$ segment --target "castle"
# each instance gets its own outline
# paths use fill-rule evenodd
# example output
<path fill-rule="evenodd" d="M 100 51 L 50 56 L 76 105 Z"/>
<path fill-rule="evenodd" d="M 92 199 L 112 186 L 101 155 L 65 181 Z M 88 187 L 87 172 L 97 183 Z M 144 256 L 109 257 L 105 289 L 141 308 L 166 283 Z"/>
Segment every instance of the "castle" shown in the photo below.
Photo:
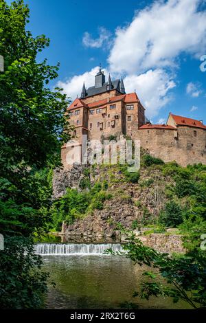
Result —
<path fill-rule="evenodd" d="M 68 107 L 70 124 L 80 150 L 82 135 L 89 140 L 125 135 L 140 140 L 142 148 L 164 162 L 175 160 L 182 166 L 206 164 L 206 126 L 202 121 L 170 113 L 165 124 L 152 124 L 136 93 L 126 93 L 123 79 L 106 82 L 104 72 L 95 76 L 95 85 L 83 84 L 81 96 Z M 67 167 L 62 148 L 62 162 Z"/>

= INSTRUCTIONS FOR THE TASK =
Turn each line of the item above into an entry of a numbered list, skipping blank lines and leaving the picture out.

= COMPLETED TASK =
1. $ segment --target "castle"
2. # each instance gets its own outline
3. # paths use fill-rule evenodd
4. # example output
5. <path fill-rule="evenodd" d="M 100 51 L 50 56 L 76 105 Z"/>
6. <path fill-rule="evenodd" d="M 92 199 L 112 186 L 101 155 L 65 181 Z M 88 187 L 87 172 L 97 183 Z M 144 256 L 109 257 L 105 289 L 141 308 L 166 283 Z"/>
7. Segment every instance of the "castle" shown in the photo below.
8. Photo:
9. Result —
10. <path fill-rule="evenodd" d="M 68 107 L 70 124 L 80 150 L 82 135 L 89 140 L 125 135 L 140 140 L 142 148 L 164 162 L 175 160 L 182 166 L 206 164 L 206 126 L 202 121 L 170 113 L 165 124 L 152 124 L 136 93 L 126 93 L 123 79 L 106 82 L 104 72 L 95 76 L 95 85 L 83 84 L 81 96 Z M 67 167 L 62 148 L 62 162 Z"/>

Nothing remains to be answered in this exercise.